In the article on Laboratorio para la Ciudad, what does the app devised by Miguel Morán allow people to do?

### Article ###

The lab invites experts from various fields to work with it for extended periods – often through its connections with local and international universities. Among these was Miguel Morán, a programmer selected for a fellowship at the lab, who has devised an app to allow people to check the legitimacy of taxis, reducing the crime associated with unlicensed vehicles. The developers of the video game Minecraft conducted a workshop at the central Zócalo square as part of an inquiry into the role of children in cities. Meanwhile, AI experts are designing robots for use during earthquakes. The lab is pushing for laws that oblige the government to buy only open-source code and inviting journalists to sift through public data.

Laboratorio para la Ciudad is not unique, but it is the first institution of its kind in a developing country. According to Gomez-Mont, its main aim is to bridge the gap between the state and citizens, while simultaneously functioning as a space where it’s acceptable for a government to innovate and fail.

### Supplied entries ###

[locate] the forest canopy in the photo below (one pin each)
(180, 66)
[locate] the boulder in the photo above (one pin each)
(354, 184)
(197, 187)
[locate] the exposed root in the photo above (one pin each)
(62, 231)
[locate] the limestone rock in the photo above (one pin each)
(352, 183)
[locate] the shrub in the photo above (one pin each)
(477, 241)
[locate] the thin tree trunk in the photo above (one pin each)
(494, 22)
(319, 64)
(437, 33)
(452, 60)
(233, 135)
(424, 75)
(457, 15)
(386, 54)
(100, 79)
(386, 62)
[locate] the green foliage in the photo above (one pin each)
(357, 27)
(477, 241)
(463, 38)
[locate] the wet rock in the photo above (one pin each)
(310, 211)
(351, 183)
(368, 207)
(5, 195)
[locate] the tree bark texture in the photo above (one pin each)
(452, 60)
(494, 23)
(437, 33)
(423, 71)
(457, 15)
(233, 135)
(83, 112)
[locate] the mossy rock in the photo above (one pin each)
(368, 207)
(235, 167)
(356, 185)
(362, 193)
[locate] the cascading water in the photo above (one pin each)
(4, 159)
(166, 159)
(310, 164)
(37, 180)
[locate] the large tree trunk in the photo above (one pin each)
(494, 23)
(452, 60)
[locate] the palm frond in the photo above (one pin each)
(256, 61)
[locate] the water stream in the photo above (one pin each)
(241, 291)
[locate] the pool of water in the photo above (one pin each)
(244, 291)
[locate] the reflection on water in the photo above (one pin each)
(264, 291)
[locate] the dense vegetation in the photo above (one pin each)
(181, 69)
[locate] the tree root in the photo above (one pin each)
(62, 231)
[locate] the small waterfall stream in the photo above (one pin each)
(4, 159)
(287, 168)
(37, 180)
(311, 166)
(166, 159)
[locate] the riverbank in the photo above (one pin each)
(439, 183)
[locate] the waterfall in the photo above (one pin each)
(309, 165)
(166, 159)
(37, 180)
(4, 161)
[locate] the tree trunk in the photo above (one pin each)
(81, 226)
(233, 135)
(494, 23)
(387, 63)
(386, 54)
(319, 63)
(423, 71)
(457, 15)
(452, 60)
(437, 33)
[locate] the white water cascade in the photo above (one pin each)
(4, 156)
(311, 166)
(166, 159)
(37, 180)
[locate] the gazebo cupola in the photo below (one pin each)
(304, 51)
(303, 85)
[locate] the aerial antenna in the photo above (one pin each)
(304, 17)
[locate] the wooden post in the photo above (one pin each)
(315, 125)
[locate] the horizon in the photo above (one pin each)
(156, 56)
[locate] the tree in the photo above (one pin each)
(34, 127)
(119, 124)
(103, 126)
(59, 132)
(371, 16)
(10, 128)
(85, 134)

###

:: Complete answer ::
It allows people to check the legitimacy of taxis.